- Given request: Show each line of the rows below that contains the string "marking", copying every such line in full.

+++ Data records

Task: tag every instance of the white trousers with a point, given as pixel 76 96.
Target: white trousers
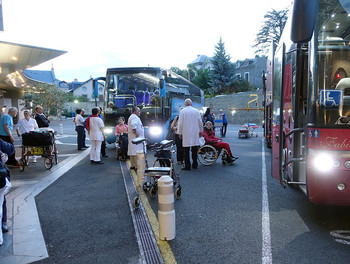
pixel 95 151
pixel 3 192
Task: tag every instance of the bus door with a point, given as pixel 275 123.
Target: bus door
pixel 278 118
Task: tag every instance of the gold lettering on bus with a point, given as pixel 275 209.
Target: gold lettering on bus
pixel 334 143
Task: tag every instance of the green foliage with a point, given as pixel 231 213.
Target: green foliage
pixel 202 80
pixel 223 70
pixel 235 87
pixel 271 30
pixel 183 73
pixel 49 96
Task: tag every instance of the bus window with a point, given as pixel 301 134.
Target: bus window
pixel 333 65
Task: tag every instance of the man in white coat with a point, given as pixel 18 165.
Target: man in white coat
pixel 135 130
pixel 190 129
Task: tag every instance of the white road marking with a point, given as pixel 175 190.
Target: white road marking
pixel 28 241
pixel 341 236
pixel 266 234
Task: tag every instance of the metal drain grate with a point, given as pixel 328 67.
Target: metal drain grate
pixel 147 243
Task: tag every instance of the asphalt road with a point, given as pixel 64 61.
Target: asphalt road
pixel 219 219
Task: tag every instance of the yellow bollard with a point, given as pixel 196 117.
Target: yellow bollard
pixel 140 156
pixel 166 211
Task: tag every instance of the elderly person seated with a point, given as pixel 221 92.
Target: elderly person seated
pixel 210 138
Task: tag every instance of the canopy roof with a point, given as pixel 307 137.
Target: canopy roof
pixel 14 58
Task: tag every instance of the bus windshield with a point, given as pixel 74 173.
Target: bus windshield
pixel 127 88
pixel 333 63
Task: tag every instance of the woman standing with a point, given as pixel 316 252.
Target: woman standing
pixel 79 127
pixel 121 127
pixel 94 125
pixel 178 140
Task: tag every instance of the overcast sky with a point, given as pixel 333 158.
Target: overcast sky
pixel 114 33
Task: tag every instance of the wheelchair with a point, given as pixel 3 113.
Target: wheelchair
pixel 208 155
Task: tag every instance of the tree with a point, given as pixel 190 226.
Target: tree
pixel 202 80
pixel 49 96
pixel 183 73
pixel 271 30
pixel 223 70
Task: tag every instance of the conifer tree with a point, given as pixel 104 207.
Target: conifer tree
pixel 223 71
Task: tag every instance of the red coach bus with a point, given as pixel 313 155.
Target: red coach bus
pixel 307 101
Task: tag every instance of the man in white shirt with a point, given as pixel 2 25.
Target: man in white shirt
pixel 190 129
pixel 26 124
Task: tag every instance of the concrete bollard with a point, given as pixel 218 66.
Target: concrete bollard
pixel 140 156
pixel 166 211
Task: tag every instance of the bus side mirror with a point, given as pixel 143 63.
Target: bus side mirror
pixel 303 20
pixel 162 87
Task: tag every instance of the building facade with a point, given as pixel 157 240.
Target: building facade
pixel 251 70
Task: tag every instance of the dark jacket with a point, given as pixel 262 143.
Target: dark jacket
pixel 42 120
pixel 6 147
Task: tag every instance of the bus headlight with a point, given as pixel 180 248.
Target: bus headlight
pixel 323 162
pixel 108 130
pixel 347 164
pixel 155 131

++++++
+++ Data records

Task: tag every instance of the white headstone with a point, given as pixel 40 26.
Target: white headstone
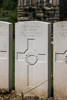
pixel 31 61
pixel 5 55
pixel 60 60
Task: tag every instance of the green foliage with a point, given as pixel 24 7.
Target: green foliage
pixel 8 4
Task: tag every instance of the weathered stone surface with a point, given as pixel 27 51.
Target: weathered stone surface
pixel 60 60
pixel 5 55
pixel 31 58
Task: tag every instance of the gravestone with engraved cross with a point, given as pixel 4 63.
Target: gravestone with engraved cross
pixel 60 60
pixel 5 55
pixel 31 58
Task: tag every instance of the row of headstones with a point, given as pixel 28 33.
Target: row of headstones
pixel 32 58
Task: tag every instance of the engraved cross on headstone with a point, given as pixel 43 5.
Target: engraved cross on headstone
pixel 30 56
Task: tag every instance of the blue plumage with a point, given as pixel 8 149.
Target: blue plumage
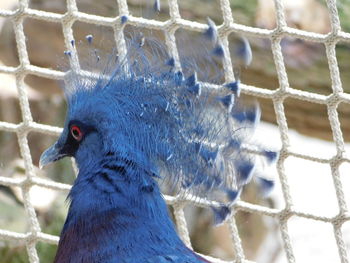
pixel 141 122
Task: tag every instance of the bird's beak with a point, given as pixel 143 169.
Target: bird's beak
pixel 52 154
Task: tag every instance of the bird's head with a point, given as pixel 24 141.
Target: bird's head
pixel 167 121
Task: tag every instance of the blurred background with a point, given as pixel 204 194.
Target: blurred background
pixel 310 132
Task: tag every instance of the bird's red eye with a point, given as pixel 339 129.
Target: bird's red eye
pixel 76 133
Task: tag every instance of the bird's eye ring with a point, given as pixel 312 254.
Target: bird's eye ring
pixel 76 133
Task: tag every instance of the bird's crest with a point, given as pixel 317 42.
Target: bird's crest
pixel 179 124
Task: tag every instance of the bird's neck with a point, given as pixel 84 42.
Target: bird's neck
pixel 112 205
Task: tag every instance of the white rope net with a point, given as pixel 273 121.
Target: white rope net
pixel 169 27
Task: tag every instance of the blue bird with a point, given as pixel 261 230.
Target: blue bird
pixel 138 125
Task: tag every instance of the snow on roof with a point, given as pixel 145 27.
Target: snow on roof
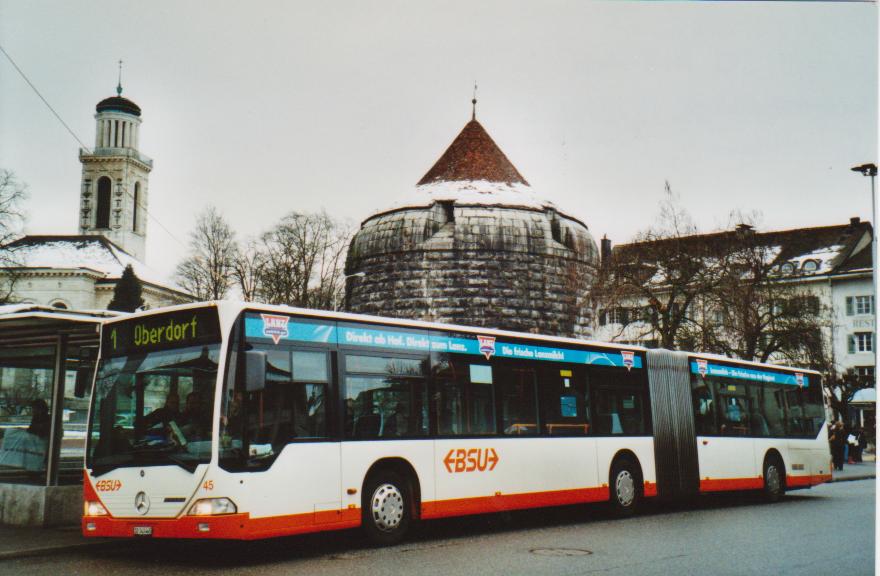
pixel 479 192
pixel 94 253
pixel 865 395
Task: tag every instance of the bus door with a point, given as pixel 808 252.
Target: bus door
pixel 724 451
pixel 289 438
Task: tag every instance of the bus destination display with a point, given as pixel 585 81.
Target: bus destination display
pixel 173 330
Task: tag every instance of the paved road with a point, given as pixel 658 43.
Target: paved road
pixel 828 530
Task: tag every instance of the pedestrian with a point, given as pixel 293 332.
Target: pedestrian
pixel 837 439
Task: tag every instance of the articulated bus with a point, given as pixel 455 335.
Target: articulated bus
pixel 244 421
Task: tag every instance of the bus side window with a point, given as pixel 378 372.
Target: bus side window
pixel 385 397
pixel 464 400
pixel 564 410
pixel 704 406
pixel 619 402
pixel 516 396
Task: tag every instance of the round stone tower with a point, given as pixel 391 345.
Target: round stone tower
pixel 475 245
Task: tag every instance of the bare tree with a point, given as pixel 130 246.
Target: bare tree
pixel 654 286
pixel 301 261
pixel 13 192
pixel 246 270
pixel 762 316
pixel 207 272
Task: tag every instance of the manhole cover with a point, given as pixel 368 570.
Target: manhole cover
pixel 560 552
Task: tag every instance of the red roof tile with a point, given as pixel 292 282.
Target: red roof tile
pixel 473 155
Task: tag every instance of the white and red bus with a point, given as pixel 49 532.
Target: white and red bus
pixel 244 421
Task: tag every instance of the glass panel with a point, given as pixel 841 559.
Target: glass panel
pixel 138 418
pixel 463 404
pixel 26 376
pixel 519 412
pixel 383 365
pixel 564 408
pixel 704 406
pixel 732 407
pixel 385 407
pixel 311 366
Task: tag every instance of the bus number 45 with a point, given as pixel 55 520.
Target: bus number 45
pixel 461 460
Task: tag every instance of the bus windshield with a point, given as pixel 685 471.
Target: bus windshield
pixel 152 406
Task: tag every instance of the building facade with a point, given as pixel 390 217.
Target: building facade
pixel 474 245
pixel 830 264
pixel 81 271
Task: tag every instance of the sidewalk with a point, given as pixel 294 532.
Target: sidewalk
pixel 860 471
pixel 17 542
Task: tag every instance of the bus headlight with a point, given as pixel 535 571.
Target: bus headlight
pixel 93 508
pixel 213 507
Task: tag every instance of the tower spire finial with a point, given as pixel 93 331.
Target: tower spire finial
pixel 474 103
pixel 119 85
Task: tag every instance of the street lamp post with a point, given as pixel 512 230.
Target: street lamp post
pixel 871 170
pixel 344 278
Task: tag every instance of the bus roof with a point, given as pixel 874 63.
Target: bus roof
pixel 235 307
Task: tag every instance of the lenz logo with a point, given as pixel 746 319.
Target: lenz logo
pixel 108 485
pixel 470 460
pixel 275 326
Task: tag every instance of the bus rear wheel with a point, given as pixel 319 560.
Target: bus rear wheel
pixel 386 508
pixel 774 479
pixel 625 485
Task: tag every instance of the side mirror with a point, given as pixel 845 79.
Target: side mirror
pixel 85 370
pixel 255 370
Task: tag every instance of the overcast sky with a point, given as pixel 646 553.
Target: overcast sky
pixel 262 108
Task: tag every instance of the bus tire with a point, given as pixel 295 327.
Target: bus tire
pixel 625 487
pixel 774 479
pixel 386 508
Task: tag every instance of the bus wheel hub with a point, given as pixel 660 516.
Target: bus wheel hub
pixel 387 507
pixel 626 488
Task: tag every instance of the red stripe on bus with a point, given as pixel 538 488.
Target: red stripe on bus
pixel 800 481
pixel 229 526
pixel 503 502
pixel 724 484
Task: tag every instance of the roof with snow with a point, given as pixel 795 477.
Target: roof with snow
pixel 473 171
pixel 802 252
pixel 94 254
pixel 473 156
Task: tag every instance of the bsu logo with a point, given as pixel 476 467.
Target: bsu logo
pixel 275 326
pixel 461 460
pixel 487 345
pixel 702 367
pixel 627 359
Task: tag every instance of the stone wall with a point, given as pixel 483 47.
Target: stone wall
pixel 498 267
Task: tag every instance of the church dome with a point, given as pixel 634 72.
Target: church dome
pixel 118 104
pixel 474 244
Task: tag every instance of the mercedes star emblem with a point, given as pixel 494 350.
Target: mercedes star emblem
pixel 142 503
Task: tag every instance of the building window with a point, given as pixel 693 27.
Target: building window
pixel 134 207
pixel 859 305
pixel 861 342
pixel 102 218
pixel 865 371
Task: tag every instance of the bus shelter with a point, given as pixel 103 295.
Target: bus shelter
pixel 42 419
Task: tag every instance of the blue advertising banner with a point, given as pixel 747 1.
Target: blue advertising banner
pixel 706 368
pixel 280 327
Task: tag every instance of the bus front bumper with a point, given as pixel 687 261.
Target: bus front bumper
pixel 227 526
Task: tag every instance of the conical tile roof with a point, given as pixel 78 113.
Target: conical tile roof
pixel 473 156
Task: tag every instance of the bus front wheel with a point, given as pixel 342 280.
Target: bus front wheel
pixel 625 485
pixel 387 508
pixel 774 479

++++++

- Result of the exercise:
Task: tag every instance of the white road marking with a point, given as pixel 175 190.
Target: white road marking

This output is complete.